_Exercise description_: Copy each entry as it stands, leaving nothing out.
::: The data
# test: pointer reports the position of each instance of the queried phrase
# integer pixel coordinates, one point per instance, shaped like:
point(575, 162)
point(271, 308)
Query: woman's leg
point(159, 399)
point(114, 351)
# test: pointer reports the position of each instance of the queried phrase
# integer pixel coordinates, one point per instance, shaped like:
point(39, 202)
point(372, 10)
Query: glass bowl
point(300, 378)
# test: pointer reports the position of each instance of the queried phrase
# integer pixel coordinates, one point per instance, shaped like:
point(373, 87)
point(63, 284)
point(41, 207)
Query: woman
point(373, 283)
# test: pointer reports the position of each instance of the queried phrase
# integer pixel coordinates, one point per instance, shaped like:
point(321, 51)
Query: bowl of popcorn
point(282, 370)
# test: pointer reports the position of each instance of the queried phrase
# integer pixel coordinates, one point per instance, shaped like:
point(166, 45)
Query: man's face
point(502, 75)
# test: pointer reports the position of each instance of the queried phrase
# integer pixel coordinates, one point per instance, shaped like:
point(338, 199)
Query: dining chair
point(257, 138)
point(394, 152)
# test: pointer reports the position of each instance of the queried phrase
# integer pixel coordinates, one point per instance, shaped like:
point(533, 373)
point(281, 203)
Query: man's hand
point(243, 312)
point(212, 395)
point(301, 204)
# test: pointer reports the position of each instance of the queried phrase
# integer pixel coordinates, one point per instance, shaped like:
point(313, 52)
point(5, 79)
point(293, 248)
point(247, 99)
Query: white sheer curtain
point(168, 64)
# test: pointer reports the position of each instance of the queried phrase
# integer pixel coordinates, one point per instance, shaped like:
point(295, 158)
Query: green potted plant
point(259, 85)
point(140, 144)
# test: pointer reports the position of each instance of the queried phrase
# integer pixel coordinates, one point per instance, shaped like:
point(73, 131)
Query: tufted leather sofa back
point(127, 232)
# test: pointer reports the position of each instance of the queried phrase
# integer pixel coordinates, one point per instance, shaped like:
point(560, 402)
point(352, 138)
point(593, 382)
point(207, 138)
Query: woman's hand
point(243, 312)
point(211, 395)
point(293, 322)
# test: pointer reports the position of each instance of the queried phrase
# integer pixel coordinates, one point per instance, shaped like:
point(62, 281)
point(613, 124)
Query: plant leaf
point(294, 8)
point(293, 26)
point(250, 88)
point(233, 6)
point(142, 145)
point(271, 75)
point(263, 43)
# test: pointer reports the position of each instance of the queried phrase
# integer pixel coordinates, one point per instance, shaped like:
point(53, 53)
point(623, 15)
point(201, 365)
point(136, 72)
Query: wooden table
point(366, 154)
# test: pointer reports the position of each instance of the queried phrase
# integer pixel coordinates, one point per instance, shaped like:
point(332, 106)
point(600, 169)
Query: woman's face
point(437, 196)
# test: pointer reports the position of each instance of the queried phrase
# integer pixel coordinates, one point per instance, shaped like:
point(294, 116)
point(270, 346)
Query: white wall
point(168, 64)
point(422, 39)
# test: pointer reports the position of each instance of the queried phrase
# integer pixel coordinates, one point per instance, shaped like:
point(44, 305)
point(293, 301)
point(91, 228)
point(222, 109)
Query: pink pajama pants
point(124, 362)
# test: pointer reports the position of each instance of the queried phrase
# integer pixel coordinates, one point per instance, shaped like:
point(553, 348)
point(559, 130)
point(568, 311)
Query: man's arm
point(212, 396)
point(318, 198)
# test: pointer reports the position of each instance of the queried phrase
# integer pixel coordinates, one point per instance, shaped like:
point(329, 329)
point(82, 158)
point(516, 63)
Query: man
::::::
_Output for this task_:
# test: pointer reports the position of each instance of the queried phrase
# integer pixel coordinates, one point per instance, shaped like:
point(575, 162)
point(271, 308)
Query: woman's leg
point(159, 399)
point(114, 351)
# test: pointer reports the position of each instance of the queried phrase
# integer pixel coordinates, one point per instance, shaped like:
point(39, 202)
point(372, 10)
Query: glass bowl
point(300, 378)
# test: pointer reports the position of each instance of the queried phrase
# integer pixel coordinates, one point per instance, shaped like:
point(373, 87)
point(63, 284)
point(41, 207)
Query: woman
point(373, 283)
# test: pointer reports the position of each instance of the queried phrase
# integer pixel coordinates, one point per instance, shaped like:
point(321, 51)
Query: bowl of popcorn
point(282, 370)
# test: pointer reports the position of each instance of the queried phrase
# integer pixel coordinates, one point per instance, shaped like:
point(166, 45)
Query: man's face
point(502, 75)
# test: pointer reports the position of each instance of the queried phrase
# integer pixel coordinates, one point per instance, shaped like:
point(338, 199)
Query: dining chair
point(257, 138)
point(394, 152)
# test: pointer reports the position of each instance of the queried phrase
# integer pixel coordinates, one point per instance, shaped like:
point(533, 373)
point(281, 203)
Query: man's hand
point(243, 312)
point(212, 395)
point(301, 204)
# test: pointer reports the position of each instance of the queried phrase
# integer pixel coordinates, one point per instance, shaped like:
point(313, 52)
point(5, 79)
point(293, 248)
point(247, 99)
Query: white sheer curtain
point(168, 64)
# test: pointer reports the position of each instance of the queried phrase
# integer pixel coordinates, one point per instance, shaped like:
point(295, 158)
Query: green potted plant
point(259, 85)
point(140, 144)
# test: pointer reports the position of each instance of the queried phrase
# integer pixel coordinates, one point per instance, shaped like:
point(73, 131)
Query: tufted leather sofa back
point(127, 232)
# test: pointer reports the position of each instance of the queried phrase
# integer pixel coordinates, one point per instance, shaped like:
point(560, 402)
point(352, 138)
point(593, 382)
point(207, 138)
Query: woman's hand
point(243, 312)
point(211, 395)
point(293, 322)
# test: pointer reports the position of each instance of the queried phrase
# integer pixel coordinates, one point per instance, shaped like:
point(62, 281)
point(613, 124)
Query: plant leaf
point(294, 8)
point(293, 26)
point(250, 88)
point(233, 6)
point(142, 145)
point(271, 75)
point(263, 43)
# test: pointer reports the position of each instance of the queried phrase
# integer pixel coordinates, one point per instance, shaped like:
point(53, 53)
point(623, 15)
point(201, 365)
point(136, 72)
Query: wooden table
point(366, 154)
# test: pointer reports the position of each instance of the queried phrase
# integer pixel coordinates, one point per instance, shaped like:
point(332, 106)
point(600, 169)
Query: woman's face
point(437, 196)
# test: pointer reports the position of each instance of the queried phrase
# integer pixel coordinates, one point per instance, shaped like:
point(294, 116)
point(270, 346)
Query: white wall
point(168, 64)
point(422, 39)
# test: pointer reports the position of each instance of the queried phrase
# integer pixel coordinates, one point per instance, shaped like:
point(44, 305)
point(293, 301)
point(91, 228)
point(222, 109)
Query: pink pajama pants
point(124, 362)
# test: pointer reports the position of each instance of the queried phrase
# integer pixel coordinates, one point per instance, shaped like:
point(553, 348)
point(559, 130)
point(568, 311)
Query: man's arm
point(212, 396)
point(318, 198)
# test: pointer reports the position of each instance of the queried phrase
# integer pixel coordinates, one point per instance, shaped like:
point(329, 329)
point(82, 158)
point(516, 63)
Query: man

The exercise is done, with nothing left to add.